##### SUPPLIED MATERIAL
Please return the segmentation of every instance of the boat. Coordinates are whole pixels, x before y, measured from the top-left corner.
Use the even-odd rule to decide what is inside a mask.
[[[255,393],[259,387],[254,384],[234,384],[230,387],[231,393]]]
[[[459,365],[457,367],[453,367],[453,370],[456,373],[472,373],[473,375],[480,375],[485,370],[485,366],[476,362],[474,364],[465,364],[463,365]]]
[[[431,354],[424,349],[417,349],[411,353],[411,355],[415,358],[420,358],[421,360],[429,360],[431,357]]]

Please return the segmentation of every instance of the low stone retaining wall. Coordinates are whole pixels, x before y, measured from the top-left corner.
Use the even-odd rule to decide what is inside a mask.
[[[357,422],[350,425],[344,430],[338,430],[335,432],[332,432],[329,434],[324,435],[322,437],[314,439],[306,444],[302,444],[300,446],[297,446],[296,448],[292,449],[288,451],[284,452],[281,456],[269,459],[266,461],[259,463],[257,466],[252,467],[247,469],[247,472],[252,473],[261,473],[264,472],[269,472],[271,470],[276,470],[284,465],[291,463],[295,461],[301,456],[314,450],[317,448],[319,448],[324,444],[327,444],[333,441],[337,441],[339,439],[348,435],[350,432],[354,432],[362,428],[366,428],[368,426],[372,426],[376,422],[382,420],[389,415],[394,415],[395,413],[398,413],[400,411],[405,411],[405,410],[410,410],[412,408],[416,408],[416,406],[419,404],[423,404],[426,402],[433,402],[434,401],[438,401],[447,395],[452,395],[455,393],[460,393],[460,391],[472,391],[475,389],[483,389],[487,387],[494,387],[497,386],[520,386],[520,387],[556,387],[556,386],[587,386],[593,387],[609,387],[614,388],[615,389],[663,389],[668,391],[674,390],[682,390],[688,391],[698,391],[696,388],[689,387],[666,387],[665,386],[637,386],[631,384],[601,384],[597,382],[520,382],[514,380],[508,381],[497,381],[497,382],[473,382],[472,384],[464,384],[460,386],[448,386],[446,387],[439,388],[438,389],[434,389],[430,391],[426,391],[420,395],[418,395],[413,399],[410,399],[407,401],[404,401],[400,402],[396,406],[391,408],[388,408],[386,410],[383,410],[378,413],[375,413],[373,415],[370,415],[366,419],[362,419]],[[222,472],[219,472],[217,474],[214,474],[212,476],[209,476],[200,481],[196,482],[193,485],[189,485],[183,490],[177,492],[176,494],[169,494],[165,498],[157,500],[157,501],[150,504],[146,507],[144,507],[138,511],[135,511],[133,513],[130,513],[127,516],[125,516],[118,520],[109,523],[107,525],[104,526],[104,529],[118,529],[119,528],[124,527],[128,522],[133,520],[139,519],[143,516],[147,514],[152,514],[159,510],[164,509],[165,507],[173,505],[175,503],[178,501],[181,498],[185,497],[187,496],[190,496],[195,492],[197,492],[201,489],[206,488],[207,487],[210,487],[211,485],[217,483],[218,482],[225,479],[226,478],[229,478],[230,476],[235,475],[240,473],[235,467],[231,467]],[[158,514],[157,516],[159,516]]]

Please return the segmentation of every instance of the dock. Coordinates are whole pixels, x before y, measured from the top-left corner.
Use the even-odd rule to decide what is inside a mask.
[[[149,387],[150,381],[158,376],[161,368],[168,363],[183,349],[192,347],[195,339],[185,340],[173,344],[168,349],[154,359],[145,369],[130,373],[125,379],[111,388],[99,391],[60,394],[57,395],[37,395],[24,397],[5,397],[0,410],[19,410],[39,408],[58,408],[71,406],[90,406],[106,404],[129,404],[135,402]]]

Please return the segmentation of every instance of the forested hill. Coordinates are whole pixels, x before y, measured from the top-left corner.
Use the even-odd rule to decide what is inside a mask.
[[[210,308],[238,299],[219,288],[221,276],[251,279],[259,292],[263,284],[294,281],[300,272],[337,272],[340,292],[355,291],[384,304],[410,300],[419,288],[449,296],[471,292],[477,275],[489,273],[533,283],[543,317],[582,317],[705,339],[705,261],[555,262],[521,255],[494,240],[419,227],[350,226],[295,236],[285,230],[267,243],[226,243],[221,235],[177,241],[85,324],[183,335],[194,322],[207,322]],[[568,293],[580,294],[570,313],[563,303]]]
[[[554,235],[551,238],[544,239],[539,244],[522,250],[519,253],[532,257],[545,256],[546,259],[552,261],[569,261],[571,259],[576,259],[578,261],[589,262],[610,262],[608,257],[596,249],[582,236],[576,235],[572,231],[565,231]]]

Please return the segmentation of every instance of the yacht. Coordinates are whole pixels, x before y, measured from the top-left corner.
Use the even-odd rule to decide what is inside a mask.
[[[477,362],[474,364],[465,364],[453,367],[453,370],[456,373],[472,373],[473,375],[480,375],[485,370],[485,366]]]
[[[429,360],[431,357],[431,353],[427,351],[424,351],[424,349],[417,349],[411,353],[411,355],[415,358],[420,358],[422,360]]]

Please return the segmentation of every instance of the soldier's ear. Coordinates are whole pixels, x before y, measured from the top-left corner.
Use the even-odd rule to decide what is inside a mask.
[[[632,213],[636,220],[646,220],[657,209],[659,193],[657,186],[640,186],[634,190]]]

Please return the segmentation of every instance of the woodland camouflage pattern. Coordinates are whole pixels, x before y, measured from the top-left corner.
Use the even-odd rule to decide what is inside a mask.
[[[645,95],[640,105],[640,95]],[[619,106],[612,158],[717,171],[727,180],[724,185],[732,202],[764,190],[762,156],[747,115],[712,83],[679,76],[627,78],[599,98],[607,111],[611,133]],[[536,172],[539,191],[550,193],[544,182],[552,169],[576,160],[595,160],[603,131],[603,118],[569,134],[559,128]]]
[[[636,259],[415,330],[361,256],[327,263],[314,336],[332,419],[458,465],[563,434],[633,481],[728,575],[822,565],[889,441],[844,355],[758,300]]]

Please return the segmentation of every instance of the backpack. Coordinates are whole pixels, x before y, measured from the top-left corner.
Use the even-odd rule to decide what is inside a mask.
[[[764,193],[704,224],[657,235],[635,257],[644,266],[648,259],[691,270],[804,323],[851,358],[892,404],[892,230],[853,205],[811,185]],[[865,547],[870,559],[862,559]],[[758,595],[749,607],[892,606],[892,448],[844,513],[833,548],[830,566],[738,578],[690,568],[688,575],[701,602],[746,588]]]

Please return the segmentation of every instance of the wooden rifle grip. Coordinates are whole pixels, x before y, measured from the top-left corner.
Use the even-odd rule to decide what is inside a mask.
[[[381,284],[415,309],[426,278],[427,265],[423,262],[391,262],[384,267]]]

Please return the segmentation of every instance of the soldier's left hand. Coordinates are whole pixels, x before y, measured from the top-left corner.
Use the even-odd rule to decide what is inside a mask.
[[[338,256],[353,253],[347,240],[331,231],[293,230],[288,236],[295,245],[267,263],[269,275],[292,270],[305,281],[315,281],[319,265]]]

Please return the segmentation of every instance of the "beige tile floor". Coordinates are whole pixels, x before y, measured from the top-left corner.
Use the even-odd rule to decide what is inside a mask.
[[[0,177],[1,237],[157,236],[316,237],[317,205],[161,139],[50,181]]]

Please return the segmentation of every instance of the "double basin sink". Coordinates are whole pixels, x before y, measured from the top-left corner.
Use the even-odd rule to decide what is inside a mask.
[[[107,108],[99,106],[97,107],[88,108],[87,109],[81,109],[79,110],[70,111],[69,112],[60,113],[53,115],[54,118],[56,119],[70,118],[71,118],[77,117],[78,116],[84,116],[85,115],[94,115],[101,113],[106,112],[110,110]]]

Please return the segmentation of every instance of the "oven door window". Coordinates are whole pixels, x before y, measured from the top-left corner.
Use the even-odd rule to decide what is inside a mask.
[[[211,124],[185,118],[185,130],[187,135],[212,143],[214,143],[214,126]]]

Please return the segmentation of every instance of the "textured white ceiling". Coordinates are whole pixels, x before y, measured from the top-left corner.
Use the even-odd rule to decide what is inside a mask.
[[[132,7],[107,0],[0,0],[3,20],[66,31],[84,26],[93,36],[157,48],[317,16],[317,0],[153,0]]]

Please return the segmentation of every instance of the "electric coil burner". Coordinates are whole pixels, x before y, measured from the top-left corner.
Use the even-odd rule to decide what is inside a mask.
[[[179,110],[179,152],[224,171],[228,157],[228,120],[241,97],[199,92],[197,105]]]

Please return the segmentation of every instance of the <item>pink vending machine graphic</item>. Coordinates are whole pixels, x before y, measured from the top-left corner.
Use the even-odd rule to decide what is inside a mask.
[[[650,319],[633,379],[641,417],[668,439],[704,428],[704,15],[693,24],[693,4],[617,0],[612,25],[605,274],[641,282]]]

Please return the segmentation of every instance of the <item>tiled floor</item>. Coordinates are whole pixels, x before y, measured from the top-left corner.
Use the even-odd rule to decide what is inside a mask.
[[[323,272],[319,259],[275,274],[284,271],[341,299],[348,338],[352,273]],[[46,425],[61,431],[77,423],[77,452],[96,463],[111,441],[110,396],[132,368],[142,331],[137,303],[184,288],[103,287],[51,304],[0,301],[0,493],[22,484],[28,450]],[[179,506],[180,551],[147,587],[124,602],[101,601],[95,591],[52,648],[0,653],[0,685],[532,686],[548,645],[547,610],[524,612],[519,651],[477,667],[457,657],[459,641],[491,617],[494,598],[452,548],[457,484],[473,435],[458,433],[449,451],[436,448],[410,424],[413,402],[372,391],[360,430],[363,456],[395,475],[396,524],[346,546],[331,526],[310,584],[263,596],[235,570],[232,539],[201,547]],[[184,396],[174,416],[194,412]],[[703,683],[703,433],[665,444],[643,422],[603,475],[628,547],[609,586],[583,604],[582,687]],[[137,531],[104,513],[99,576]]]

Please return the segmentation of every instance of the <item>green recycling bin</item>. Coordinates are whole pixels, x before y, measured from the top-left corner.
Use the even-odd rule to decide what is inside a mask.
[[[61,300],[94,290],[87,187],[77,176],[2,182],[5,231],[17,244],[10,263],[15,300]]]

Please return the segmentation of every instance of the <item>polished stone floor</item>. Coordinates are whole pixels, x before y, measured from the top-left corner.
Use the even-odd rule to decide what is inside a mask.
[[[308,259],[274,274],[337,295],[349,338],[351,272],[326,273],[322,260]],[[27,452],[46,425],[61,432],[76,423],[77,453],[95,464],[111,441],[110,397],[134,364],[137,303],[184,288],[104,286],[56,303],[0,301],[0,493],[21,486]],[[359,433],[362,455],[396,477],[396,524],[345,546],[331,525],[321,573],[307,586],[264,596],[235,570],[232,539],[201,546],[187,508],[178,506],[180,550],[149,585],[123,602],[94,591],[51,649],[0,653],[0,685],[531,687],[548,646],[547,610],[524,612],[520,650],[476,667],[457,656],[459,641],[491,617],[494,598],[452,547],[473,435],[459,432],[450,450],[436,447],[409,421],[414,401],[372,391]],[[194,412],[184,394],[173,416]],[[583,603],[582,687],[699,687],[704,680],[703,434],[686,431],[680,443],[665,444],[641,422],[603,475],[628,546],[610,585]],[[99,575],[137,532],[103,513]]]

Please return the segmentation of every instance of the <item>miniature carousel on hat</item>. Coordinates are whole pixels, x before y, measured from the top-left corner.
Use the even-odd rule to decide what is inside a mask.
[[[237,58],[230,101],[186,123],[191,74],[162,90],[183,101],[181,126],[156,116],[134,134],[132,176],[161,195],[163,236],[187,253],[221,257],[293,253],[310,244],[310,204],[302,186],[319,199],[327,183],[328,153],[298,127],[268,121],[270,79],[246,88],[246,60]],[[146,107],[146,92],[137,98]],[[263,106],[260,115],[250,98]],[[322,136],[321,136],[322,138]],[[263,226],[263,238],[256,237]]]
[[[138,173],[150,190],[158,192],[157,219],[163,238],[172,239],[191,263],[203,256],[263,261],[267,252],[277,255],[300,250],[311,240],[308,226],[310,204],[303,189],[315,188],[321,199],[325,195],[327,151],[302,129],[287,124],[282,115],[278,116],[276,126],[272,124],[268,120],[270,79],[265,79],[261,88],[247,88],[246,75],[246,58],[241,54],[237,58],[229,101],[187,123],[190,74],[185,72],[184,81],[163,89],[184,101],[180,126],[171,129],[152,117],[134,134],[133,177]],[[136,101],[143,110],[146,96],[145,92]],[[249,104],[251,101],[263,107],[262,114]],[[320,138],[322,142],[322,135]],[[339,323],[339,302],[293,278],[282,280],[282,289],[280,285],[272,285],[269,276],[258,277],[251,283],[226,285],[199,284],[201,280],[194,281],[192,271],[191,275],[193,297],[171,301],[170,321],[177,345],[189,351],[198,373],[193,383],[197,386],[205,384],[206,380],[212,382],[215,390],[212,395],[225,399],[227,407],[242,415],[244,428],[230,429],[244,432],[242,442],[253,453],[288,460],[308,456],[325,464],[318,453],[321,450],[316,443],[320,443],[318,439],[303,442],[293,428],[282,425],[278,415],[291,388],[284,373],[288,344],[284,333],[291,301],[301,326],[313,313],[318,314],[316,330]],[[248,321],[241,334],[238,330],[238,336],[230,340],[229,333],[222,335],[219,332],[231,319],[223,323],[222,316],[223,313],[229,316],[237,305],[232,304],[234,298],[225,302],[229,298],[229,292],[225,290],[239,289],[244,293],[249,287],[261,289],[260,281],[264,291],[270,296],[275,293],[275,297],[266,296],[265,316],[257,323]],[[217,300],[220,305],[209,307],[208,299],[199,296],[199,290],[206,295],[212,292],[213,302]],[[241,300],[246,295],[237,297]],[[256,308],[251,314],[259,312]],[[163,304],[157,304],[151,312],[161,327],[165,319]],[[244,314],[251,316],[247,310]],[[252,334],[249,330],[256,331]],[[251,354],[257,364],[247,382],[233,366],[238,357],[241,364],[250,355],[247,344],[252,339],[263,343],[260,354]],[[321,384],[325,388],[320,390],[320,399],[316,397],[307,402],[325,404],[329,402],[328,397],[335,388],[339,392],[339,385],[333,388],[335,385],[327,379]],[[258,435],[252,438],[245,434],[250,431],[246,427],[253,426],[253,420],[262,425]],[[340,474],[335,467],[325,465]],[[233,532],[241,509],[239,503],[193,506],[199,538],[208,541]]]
##########
■ EXERCISE TASK
Rescale the stretch from the start of the entries through the line containing "[[[255,393],[259,387],[254,384],[234,384],[230,387],[231,393]]]". Reproduce each line, including the request lines, with every polygon coordinate in the answers multiplied by 0.4 and rounded to a whole number (halves round up), and give only those lines.

■ ANSWER TO THE TASK
Please return the segmentation of every instance of the boat. Coordinates are whole pixels, x before y, measured from the top-left corner.
Use the even-odd rule to decide what is inside a mask.
[[[102,157],[104,155],[102,154],[94,154],[92,155],[92,157]]]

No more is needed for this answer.